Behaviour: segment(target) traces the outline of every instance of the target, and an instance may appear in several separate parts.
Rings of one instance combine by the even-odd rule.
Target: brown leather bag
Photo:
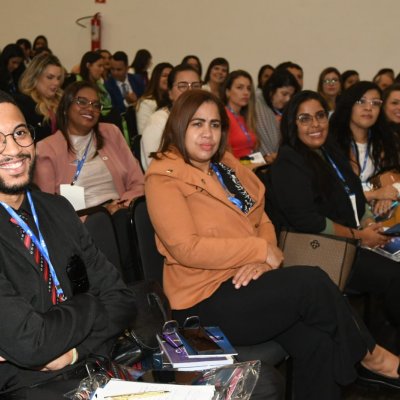
[[[316,233],[282,231],[279,236],[283,267],[320,267],[342,291],[356,257],[357,244],[354,239]]]

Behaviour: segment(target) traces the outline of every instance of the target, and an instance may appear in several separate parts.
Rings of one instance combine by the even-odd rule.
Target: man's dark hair
[[[113,54],[112,59],[114,61],[122,61],[125,66],[128,65],[128,55],[124,51],[116,51]]]

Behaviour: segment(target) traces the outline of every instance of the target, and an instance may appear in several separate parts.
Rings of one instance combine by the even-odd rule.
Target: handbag
[[[136,318],[114,344],[111,359],[133,365],[159,350],[157,333],[171,319],[171,309],[161,286],[151,280],[134,282],[129,289],[135,296]]]
[[[339,236],[281,231],[279,248],[283,267],[317,266],[324,270],[340,290],[344,290],[357,253],[358,241]]]

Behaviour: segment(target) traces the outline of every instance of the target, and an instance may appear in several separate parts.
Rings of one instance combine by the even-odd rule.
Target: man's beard
[[[25,156],[25,158],[27,159],[32,159],[30,156]],[[33,161],[31,162],[31,165],[29,166],[29,170],[28,170],[28,178],[25,182],[20,183],[19,185],[12,185],[9,186],[7,185],[7,183],[4,181],[3,178],[0,177],[0,193],[4,193],[4,194],[21,194],[23,192],[25,192],[25,190],[27,189],[27,187],[31,184],[32,179],[33,179],[33,171],[35,168],[35,158],[33,159]]]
■ ■ ■ ■ ■
* _TASK BRIEF_
Transcribe the records above exactly as they appear, leaving out any pictures.

* _YOUR RESPONSE_
Behaviour: segment(target) traces the outline of every instance of the target, and an instance may appear in several separate parts.
Rings of one instance combine by the even-odd rule.
Target: brown leather bag
Photo:
[[[316,233],[282,231],[279,236],[283,267],[320,267],[342,291],[356,257],[357,244],[354,239]]]

Behaviour: segment(target) traces the outline of every instance of the target, and an instance may appear in several separate parts.
Rings of one instance combine by the even-odd rule.
Target: man's dark hair
[[[113,54],[112,59],[114,61],[122,61],[125,66],[128,65],[128,55],[124,51],[116,51]]]

Behaviour: segment(target) traces the outline of every instance of the target, and an instance may appear in several separate parts.
Rings of one instance combine by the even-odd rule.
Target: handbag
[[[136,318],[114,344],[111,359],[133,365],[159,350],[157,333],[171,319],[171,309],[161,286],[151,280],[134,282],[129,289],[135,296]]]
[[[339,236],[281,231],[279,248],[283,267],[317,266],[324,270],[340,290],[344,290],[357,253],[358,241]]]

Behaviour: segment(target) traces the outline of every instance of the target, and an instance may appear in several separate parts.
Rings of one instance combine by the even-odd rule.
Target: man's beard
[[[25,156],[25,158],[27,159],[32,159],[30,156]],[[33,161],[31,162],[31,165],[29,166],[29,170],[28,170],[28,178],[25,182],[20,183],[19,185],[12,185],[9,186],[7,185],[7,183],[4,181],[3,178],[0,177],[0,193],[4,193],[4,194],[21,194],[23,192],[25,192],[25,190],[27,189],[27,187],[31,184],[32,179],[33,179],[33,171],[35,168],[35,158],[33,159]]]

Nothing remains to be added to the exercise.